Set task
Repeat word for word the lines from the one holding "# Mark the region of the dew" through the end, both ends included, and leave out every picture.

Contour annotation records
---

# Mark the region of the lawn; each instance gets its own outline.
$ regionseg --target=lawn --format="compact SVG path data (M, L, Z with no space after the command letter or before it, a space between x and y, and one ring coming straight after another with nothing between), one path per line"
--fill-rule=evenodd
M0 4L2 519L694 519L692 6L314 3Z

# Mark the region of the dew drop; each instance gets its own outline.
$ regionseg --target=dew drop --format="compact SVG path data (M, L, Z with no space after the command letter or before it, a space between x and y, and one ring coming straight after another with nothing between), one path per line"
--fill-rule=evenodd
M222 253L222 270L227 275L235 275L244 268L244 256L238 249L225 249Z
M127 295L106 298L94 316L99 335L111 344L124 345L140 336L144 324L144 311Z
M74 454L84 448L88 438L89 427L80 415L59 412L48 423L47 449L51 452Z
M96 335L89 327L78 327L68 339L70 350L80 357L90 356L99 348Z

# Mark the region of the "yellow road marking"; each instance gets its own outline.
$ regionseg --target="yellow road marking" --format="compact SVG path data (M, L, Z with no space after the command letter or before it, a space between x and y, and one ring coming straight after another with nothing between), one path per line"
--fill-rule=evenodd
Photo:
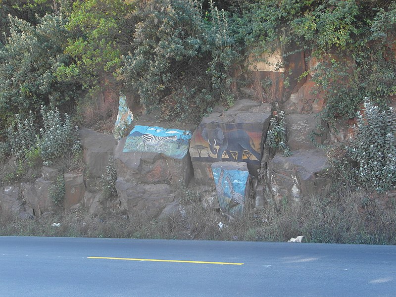
M206 262L205 261L184 261L182 260L159 260L158 259L136 259L135 258L115 258L114 257L87 257L87 259L108 259L109 260L126 260L128 261L149 261L151 262L175 262L176 263L198 263L199 264L218 264L219 265L244 265L244 263L227 262Z

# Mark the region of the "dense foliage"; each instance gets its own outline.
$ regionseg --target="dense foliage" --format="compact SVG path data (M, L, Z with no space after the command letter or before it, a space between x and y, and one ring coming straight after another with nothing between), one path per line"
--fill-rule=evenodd
M72 112L109 80L167 120L199 120L232 104L247 55L279 48L286 86L291 55L320 61L313 79L327 121L354 117L365 98L382 108L396 93L391 0L17 0L0 8L3 155L30 145L4 142L16 137L10 125L45 122L41 105Z
M358 162L357 179L378 192L393 190L396 184L396 114L393 108L381 110L370 102L358 117L356 141L349 149Z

---

Exercise solution
# Mark the region of the dew drop; each instance gets its own outline.
$ regionseg --target=dew drop --format="compact SVG path data (M, L, Z with no space after the command letter or before it, a space between x and y, and one ring coming straight after another with nothing between), one path per line"
--fill-rule=evenodd
M222 253L222 270L227 275L235 275L244 268L244 256L238 249L225 249Z
M127 295L106 298L94 316L99 335L111 344L124 345L140 336L144 324L144 311Z
M74 454L84 448L88 438L89 427L80 415L59 412L48 423L47 449L51 452Z
M96 335L89 327L78 327L68 339L70 350L80 357L90 356L99 348Z

# Mark the region of the "yellow road marking"; each instance gets its own outline.
$ regionseg --target="yellow road marking" --format="compact SVG path data (M, L, Z with no space after the command letter or before it, a space between x and y, and one ring coming straight after another with nothing between), one path per line"
--fill-rule=evenodd
Photo:
M206 262L205 261L184 261L182 260L159 260L158 259L136 259L135 258L115 258L114 257L87 257L87 259L108 259L109 260L126 260L128 261L149 261L151 262L175 262L176 263L198 263L199 264L218 264L219 265L244 265L244 263L227 262Z

# Mark the region of the "dense foliage"; each instance gets its own outline.
$ regionseg --target="dense foliage" --format="compact SVG path data (M, L, Z with no space after the command letter or before it, a space between x and y, and one ring coming straight after another with nothing between), one path per line"
--fill-rule=evenodd
M72 112L109 80L167 120L199 120L232 104L247 55L279 48L286 86L291 55L320 61L313 79L327 121L354 117L365 98L382 108L396 93L391 0L17 0L0 8L3 155L30 145L4 142L16 137L10 125L45 122L41 105Z
M358 162L357 179L378 192L393 190L396 184L396 114L393 108L381 110L370 102L358 117L356 141L349 149Z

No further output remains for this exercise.